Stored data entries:
━━━━━━
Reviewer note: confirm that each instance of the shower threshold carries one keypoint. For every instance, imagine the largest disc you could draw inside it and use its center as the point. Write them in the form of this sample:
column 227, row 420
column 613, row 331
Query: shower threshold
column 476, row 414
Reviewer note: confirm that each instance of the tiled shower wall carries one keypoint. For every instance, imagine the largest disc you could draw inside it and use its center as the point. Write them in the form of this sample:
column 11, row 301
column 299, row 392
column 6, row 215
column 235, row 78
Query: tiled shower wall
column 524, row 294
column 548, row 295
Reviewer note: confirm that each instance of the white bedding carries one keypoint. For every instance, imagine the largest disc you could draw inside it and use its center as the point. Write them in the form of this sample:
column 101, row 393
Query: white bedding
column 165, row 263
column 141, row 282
━━━━━━
◆ ASSIGNED TASK ◆
All of the entries are to be set down again without alteration.

◆ SOLUTION FOR THIS TASK ◆
Reviewer note: confirm that each instance of the shower threshold carries one keypoint. For every instance, imagine the largest disc you could draw inside it and use its center as the point. Write them in the form of this sample:
column 227, row 420
column 613, row 331
Query: shower threshold
column 476, row 414
Reviewer note: confirm that each instance of the tiled shower wall carries one keypoint. For every instance, imagine the largest disc you could draw inside it and use its center as the point. Write them in the form of this sample:
column 11, row 301
column 299, row 392
column 6, row 215
column 235, row 78
Query: tiled shower wall
column 524, row 294
column 548, row 295
Reviewer note: confirm that each instance of the white bedding carries one keypoint. For every instance, imagine the largest disc you could draw inside it and use its center as the point. Write them in the form of this sample:
column 101, row 393
Query: white bedding
column 165, row 263
column 141, row 282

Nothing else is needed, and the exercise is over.